[Given entries Boundary: Start]

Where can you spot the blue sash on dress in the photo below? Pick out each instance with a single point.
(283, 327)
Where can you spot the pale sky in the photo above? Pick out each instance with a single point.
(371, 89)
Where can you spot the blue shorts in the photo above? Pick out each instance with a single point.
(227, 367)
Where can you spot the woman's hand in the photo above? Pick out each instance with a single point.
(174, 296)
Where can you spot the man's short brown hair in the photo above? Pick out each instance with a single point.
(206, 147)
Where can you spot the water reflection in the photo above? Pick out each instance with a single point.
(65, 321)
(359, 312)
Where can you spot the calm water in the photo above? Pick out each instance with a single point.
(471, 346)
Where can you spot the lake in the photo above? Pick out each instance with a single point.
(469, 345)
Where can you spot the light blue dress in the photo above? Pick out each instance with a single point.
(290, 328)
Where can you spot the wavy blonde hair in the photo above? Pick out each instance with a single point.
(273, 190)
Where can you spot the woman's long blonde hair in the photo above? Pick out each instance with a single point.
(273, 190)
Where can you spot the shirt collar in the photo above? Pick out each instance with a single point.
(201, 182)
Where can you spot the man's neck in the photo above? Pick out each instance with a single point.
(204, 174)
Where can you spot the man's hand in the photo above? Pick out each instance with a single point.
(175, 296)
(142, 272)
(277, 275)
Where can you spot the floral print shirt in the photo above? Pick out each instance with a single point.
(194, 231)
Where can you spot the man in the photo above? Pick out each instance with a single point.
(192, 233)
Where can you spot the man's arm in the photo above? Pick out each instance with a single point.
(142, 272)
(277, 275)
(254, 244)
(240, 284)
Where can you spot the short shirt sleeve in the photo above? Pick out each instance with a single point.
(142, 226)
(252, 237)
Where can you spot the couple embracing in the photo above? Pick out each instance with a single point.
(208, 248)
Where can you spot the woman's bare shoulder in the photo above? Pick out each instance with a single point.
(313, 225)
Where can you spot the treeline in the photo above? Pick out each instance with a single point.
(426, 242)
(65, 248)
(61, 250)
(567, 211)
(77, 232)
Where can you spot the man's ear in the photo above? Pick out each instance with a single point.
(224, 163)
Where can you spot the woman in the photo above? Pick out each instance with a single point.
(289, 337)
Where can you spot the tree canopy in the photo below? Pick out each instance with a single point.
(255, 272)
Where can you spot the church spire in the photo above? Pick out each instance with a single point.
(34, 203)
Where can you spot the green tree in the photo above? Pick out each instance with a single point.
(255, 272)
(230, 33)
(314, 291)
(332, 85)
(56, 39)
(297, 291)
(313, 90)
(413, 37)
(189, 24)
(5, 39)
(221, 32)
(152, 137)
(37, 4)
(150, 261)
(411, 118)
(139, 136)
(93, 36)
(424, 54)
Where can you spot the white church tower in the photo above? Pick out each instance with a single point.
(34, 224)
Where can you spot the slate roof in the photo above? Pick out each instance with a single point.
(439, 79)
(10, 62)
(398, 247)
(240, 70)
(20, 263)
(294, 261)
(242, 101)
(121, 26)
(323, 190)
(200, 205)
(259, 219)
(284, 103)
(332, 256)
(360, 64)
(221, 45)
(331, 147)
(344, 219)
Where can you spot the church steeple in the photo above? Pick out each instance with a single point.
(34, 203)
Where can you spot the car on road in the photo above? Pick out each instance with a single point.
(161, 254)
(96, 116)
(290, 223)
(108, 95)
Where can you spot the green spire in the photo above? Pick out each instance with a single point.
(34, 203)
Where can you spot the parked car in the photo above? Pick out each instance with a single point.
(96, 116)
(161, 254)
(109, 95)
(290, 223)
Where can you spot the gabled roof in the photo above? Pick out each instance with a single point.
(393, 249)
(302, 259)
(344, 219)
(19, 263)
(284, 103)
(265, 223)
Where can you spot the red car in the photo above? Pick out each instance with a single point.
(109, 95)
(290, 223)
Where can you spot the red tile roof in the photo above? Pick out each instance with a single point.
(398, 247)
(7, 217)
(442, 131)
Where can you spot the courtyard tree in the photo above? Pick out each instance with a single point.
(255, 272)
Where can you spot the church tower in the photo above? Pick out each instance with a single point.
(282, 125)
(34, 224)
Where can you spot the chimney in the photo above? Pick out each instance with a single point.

[Given entries Boundary: End]

Work to be completed:
Reproduce the data in full, exactly.

Task response:
Where can you spot the blue sash on dress in the photo below? Pick out each instance with a single point.
(283, 327)
Where can you spot the pale sky in the photo above? Pick out each instance with a single point.
(371, 89)
Where can you spot the blue shorts in the photo above? Pick out each instance with a single point.
(227, 367)
Where can you spot the woman's hand in the photo above? Pick out each instance with a single point.
(174, 296)
Where can you spot the man's short brown hair in the photo above? Pick out each instance with a single point.
(206, 147)
Where can you spot the water reflection in the photo above? Pick out each instance with a single point.
(65, 321)
(359, 312)
Where can you spot the calm water in the photo above? Pick out each instance with a single point.
(471, 346)
Where can you spot the lake in the photo above? Pick out each instance with a single point.
(469, 345)
Where can you spot the light blue dress in the photo above? Pick out each instance with a single point.
(290, 328)
Where can you spot the wavy blonde hair in the photo above? Pick out each instance with a single point.
(273, 190)
Where can you spot the woman's long blonde hair in the photo above? Pick out each instance with a single point.
(273, 190)
Where can you spot the shirt collar in the photo above? Pick out each instance with a single point.
(201, 182)
Where can you spot the man's neck in the photo above? Pick out each instance with a single point.
(204, 174)
Where can you spot the man's hand in the photo above? Pick out each instance with a single point.
(175, 296)
(142, 272)
(277, 275)
Where can you spot the floral print shirt in the photo above? Pick out each instance with a single point.
(194, 231)
Where can you spot the man in the photo above? Pick out each instance with a single point.
(192, 233)
Where can you spot the man's arm in the photo above? Pick out each instance with a single point.
(142, 272)
(277, 275)
(254, 244)
(240, 284)
Where can you spot the short shirt sleeve in the photo above? Pick out each instance with a single point.
(142, 226)
(252, 237)
Where can you spot the couple embracing in the photo above? Pick out each instance with a single point.
(208, 248)
Where can you spot the woman's bare shoulder in the photo above? Pick out each instance with a single point.
(313, 225)
Where can you spot the treeline in the photo above? Pick out each instance with a single point.
(426, 242)
(65, 248)
(61, 250)
(567, 211)
(77, 232)
Where can you spot the man's ear in the photo above? Pick out each instance with a single point.
(224, 163)
Where can you spot the woman in the photo above? Pick out each instance with a single point.
(289, 337)
Where can you spot the tree canopy in the photo below? Pick out each instance with a single point.
(255, 272)
Where can you spot the church spire in the photo above? Pick out each instance with a single point.
(34, 203)
Where can you spot the green tree in the photo above? Pick out each instance with a single point.
(255, 272)
(230, 33)
(314, 291)
(332, 85)
(56, 39)
(297, 291)
(313, 90)
(413, 37)
(189, 24)
(5, 39)
(221, 32)
(152, 137)
(37, 4)
(150, 261)
(411, 118)
(139, 136)
(93, 36)
(424, 54)
Where can you spot the white church tower in the photo above? Pick out each instance with a single point.
(34, 224)
Where can you spot the slate roof in the photo above? Pick out each instance with a single point.
(439, 79)
(10, 62)
(398, 247)
(240, 70)
(20, 263)
(294, 261)
(242, 101)
(121, 26)
(323, 190)
(200, 205)
(259, 219)
(284, 103)
(332, 256)
(360, 64)
(221, 45)
(331, 147)
(344, 219)
Where can you spot the church steeple in the photo above? Pick out each instance with a single point.
(34, 203)
Where can you spot the car on road in the photo above? Pick out each instance with a single point.
(161, 254)
(96, 116)
(290, 223)
(108, 95)
Where can you spot the green spire in the photo above? Pick out each instance with a single point.
(34, 203)
Where can you spot the parked car in the photo above? Pick out each instance with a single point.
(96, 116)
(161, 254)
(109, 95)
(290, 223)
Where can you spot the gabled roof in the photo above? Pick out each instance with a single point.
(393, 249)
(302, 259)
(344, 219)
(19, 263)
(284, 103)
(265, 223)
Where can you spot the red car in the photo above? Pick out each instance with a single point.
(109, 95)
(290, 223)
Where can you spot the red tile roof in the photo above? Pick out each instance with a single point.
(398, 247)
(7, 217)
(442, 131)
Where can you spot the courtyard tree in the photo above? Pick out each instance with a single point.
(255, 272)
Where can you spot the church tower in the photo above? Pick out each instance with a single point.
(282, 125)
(34, 224)
Where can you spot the chimney in the photo above? Pick out each instance with a single point.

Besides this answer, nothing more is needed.